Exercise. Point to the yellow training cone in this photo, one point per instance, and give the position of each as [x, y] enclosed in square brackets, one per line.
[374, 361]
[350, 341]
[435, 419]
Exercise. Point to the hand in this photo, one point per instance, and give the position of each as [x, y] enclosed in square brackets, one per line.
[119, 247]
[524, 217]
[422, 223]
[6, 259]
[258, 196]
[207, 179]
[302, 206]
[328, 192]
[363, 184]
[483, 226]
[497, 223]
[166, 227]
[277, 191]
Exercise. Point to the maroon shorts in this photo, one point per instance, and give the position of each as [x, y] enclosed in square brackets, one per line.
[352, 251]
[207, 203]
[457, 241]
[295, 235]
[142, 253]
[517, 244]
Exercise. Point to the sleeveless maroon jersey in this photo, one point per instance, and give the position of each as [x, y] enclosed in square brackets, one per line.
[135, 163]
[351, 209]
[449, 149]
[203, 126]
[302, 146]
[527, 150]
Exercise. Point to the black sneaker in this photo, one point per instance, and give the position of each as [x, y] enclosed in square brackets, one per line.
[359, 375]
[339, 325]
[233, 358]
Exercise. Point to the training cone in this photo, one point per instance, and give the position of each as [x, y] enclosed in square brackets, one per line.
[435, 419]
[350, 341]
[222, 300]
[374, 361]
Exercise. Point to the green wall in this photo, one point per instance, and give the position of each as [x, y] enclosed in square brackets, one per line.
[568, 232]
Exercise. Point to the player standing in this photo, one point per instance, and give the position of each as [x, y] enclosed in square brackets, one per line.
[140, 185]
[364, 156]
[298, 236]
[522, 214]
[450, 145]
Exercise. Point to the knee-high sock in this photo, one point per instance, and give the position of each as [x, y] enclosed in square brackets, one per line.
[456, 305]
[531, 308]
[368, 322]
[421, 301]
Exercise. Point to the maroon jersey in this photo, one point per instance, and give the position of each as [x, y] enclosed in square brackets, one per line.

**HOW TO COMPLETE THIS TASK**. Beginning with the line in which "Exercise. Point to the black" appears, print each remaining line of the listing exactly, the last line included.

**EXERCISE SOLUTION**.
Exercise. Point to the black sneaker in this photo, one point per instance, and give the position of each as [x, y] enclosed in square brackets, one per line.
[359, 375]
[339, 325]
[233, 358]
Exercise. Point to the training cone in this photo, one point per instance, and give the position of each as [x, y] enclosed in square brackets, one per line.
[435, 419]
[350, 341]
[222, 300]
[374, 361]
Exercise. Point to the green wall in this photo, one point per instance, and give the position of each as [x, y] enclosed in square brackets, one per line.
[568, 232]
Exercise. Point to the player standing in this photo, one point per instance, and give the position of each as [x, y] enclosed in square brackets, one per line.
[140, 185]
[364, 156]
[298, 236]
[522, 214]
[450, 145]
Exercise. Point to the knee-high sock in this photo, one point per instance, and give the position of each as [x, y] enclosed in square brackets, one per line.
[456, 305]
[531, 308]
[368, 322]
[421, 301]
Exercise. Point to the maroon jersey in this photo, one point per instance, and give the position of each as [x, y] enclosed in square brackets, one per line.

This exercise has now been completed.